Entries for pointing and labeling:
——

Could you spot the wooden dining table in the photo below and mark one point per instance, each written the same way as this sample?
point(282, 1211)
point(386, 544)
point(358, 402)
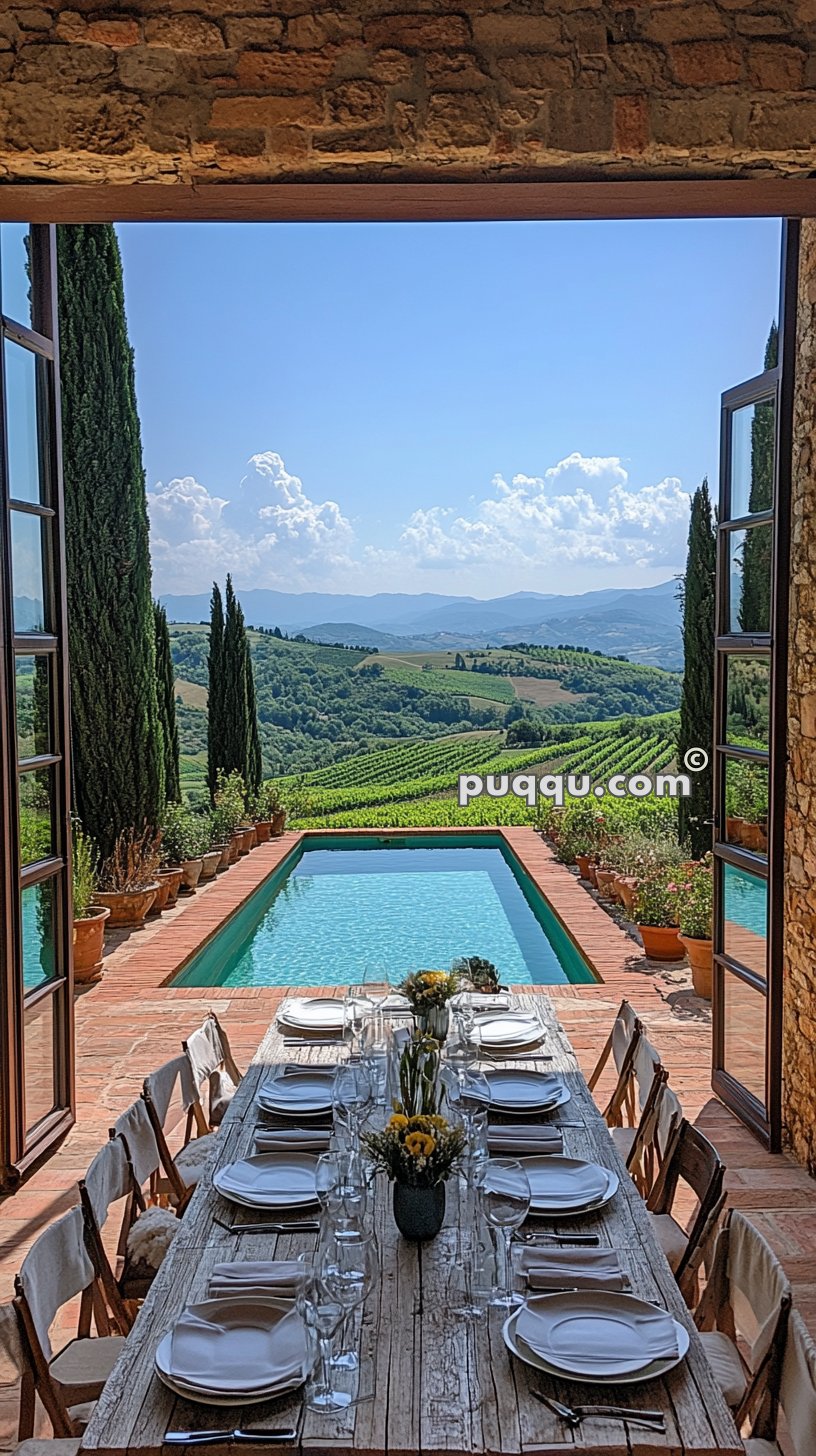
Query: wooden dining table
point(430, 1381)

——

• _Exercise goal_
Write out the entries above again, replacing "wooden dining table" with "oak dining table" wherever it occurs and keeping everything else unchanged. Omit the pictures.

• _Full answer_
Could you spot the oak dining table in the photo below and mark one point per instance, each written the same way as this sample?
point(282, 1211)
point(386, 544)
point(358, 402)
Query: oak dining table
point(430, 1381)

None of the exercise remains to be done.